### Direction a
In the piece on the Council of Nicaea, in what year did Constantine die?
- - -
The Council of Nicaea, the First Ecumenical Council of the ancient and undivided Catholic Church, bequeathed to the world far more than the one universally accepted creed in Christian history, though that is no small feat. The council itself is shrouded in myth and mystery. The official Acts have been lost. The records we have of which bishops and clerics were present do not agree. Was St. Nicholas, for example, really there? Did he really, overcome by zeal, strike the heretic Arius in the face? Some have even theorized that the number of bishops (318) comes not from careful accounting but rather biblical allusion: “Now when Abram heard that his brother was taken captive, he armed his three hundred and eighteen trained servants who were born in his own house, and went in pursuit as far as Dan” (Gen. 14:14).
And, of course, no story of Nicaea can ignore the role played by the first Christian emperor: Constantine. The legacy of Nicaea is not only theological but social and political as well. It set the tone for a new, and often fraught, relationship between church and state, even East and West, with enduring lessons for Christians in every age.
First, we have to consider the background. Since the time of the Apostles, 10 of whom, according to tradition, suffered martyrdom, including St. Peter and St. Paul at the hands of the Romans, the Church faced intermittent, usually regional, persecutions in Rome. For three centuries, Christian intellectuals such as St. Justin Martyr, St. Athenagoras of Athens, Tertullian, Origen, and Lactantius made principled cases not just for the end of persecution but also for universal religious liberty—all, with the exception of Lactantius, to no avail.
Then came Constantine, or as we refer to him in my Orthodox tradition, “St. Constantine the Great, equal-to-the-Apostles.” The emperor’s own biography cannot be separated from conflicting and legendary accounts, but the short version is that, having adopted the Chi Rho (the first letters of “Christ” in Greek) as his army’s symbol, he crossed the Milvian bridge, defeated his rival Maxentius, and entered Rome as a liberator, becoming emperor of the West and later, in 324 after defeating Licinius, sole ruler of the empire.
In 313, when relations with Licinius had been better, the two issued the so-called Edict of Milan, returning confiscated property to the Church and granting universal religious tolerance, including for Christians. He did not make Christianity the official religion, though he did promote it. Eusebius of Caesarea’s jubilation over the event captures the relief of long-persecuted Christians: “Finally a bright and splendid day, overshadowed by no cloud, illuminated with beams of heavenly light the churches of Christ throughout the entire world.”
Reflecting early Christian support for religious liberty, Eusebius continues: “And not even those without our communion were prevented from sharing in the same blessings, or at least from coming under their influence and enjoying a part of the benefits bestowed upon us by God.” Constantine drew upon Lactantius in his religious policy and appointed him tutor to his star-crossed son Crispus.
Nevertheless, Constantine’s conversion to Christianity was gradual, and much of his life and worldview retained older Roman practices and perspectives. However, to his credit, upon his triumphant arrival in Rome, he refused to offer sacrifices to the pagan gods and basically reduced the cult of the emperor to a fan club, ending the sacrifices and worship previous emperors had permitted. Even after becoming a catechumen, he delayed his baptism until just before his death. Charitably, we could say this was in recognition of the messiness and moral corruption of worldly power, including his involvement in the deaths of his son Crispus and his (Constantine’s) wife Fausta. That might be too generous, though. In fact, Constantine had planned a lavish public event in which he would be baptized in the Jordan but fell ill before he could realize his plans, dying in 337.
- - -
### Direction b
Update the stored records from the line with "Query: truck cargo bed" through the end of the records, replacing "truck cargo bed" with "pickup truck bed" and leaving everything else unchanged.

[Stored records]
- - -
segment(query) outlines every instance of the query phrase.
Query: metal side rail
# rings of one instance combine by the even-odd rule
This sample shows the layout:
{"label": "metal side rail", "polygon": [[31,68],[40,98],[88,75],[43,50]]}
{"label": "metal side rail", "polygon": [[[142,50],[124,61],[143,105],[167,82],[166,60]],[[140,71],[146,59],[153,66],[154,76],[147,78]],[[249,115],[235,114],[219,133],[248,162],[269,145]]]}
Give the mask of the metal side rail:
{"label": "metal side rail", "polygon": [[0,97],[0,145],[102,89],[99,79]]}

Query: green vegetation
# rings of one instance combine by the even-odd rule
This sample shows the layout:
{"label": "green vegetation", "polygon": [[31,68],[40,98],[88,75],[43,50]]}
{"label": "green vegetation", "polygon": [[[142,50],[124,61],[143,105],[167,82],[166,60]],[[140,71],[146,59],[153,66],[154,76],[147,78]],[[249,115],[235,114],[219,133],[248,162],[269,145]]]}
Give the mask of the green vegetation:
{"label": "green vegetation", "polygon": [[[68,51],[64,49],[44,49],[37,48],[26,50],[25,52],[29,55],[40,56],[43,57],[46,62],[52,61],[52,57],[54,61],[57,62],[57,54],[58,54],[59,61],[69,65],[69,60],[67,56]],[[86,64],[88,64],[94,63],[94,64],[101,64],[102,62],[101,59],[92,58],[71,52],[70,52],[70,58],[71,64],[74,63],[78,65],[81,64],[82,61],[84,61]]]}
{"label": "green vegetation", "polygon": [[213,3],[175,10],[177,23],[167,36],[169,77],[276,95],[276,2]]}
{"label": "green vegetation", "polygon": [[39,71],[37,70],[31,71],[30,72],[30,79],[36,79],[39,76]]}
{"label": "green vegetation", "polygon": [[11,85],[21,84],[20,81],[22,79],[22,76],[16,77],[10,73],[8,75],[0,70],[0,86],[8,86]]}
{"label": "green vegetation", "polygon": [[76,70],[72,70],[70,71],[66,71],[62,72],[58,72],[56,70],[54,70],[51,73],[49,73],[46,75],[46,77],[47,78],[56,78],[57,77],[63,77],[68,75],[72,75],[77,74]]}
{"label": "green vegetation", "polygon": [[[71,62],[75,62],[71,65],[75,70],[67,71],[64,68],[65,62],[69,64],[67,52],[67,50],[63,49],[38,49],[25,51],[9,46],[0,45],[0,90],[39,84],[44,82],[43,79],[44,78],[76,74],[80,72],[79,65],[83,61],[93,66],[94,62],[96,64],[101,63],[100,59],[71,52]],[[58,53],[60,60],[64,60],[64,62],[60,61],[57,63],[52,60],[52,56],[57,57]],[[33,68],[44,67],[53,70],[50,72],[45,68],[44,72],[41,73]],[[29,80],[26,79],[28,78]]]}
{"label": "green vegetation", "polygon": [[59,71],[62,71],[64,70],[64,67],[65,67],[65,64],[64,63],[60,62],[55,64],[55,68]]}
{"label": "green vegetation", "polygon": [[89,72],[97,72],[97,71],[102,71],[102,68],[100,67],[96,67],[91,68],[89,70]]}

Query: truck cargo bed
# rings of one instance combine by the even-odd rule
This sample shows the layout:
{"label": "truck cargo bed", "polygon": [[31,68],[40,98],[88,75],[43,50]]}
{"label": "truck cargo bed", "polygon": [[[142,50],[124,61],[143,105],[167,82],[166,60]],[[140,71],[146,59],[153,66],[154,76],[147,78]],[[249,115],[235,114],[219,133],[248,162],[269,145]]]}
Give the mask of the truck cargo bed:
- - -
### Full output a
337

### Full output b
Query: pickup truck bed
# rings of one instance combine by the even-odd rule
This sample shows the layout:
{"label": "pickup truck bed", "polygon": [[31,68],[40,98],[88,75],[43,50]]}
{"label": "pickup truck bed", "polygon": [[[142,50],[124,61],[143,105],[167,82],[166,60]],[[140,71],[146,59],[153,66],[154,76],[147,78]],[[249,115],[235,114],[219,133],[248,162],[269,145]]]}
Give the mask of the pickup truck bed:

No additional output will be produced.